▶ _DIRECTION_
Take the line containing "point: the tree stump in this photo" and every line after it in the data below, and print them exactly as given, with nothing else.
***** EXERCISE DATA
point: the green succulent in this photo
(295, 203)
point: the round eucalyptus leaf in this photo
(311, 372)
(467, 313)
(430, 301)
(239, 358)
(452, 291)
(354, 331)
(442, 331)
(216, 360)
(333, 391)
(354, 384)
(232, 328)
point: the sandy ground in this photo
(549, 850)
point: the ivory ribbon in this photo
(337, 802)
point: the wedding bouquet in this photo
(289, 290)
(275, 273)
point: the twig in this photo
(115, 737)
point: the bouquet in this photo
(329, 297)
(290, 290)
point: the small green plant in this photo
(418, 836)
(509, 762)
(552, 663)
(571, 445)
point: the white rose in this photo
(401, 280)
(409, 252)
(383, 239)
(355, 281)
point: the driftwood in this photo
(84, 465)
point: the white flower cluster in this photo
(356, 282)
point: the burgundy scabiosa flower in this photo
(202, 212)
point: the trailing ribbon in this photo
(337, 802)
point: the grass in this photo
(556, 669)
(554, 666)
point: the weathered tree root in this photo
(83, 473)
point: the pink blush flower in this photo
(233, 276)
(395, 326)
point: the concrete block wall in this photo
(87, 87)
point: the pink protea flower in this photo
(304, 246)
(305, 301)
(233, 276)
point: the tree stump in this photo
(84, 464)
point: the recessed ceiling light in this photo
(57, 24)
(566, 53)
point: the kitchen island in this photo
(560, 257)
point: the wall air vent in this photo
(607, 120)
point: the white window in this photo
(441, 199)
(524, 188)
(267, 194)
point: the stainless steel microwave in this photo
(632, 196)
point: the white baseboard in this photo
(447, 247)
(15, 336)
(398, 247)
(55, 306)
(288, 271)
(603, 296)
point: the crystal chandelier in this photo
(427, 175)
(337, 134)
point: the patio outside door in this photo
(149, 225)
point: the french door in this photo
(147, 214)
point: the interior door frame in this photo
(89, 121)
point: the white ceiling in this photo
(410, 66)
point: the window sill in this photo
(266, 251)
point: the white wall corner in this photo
**********
▶ _EXPECTED OUTPUT_
point: the tree stump in this photo
(84, 464)
point: the recessed ceiling light in this photo
(57, 24)
(566, 53)
point: the kitchen island in this photo
(560, 257)
point: the wall air vent in this photo
(607, 120)
point: the white window in this photo
(441, 199)
(524, 188)
(267, 194)
point: the stainless steel microwave in this photo
(632, 196)
point: the white baseboard in this photo
(447, 247)
(15, 336)
(398, 247)
(55, 306)
(288, 271)
(603, 296)
point: the crystal chandelier in this photo
(427, 175)
(337, 134)
point: the patio outside door in this photo
(149, 225)
point: the french door in this photo
(147, 214)
point: the interior door frame in this photo
(89, 121)
point: the white ceiling in this photo
(410, 66)
point: the window sill in this photo
(266, 251)
point: the white wall corner in this photo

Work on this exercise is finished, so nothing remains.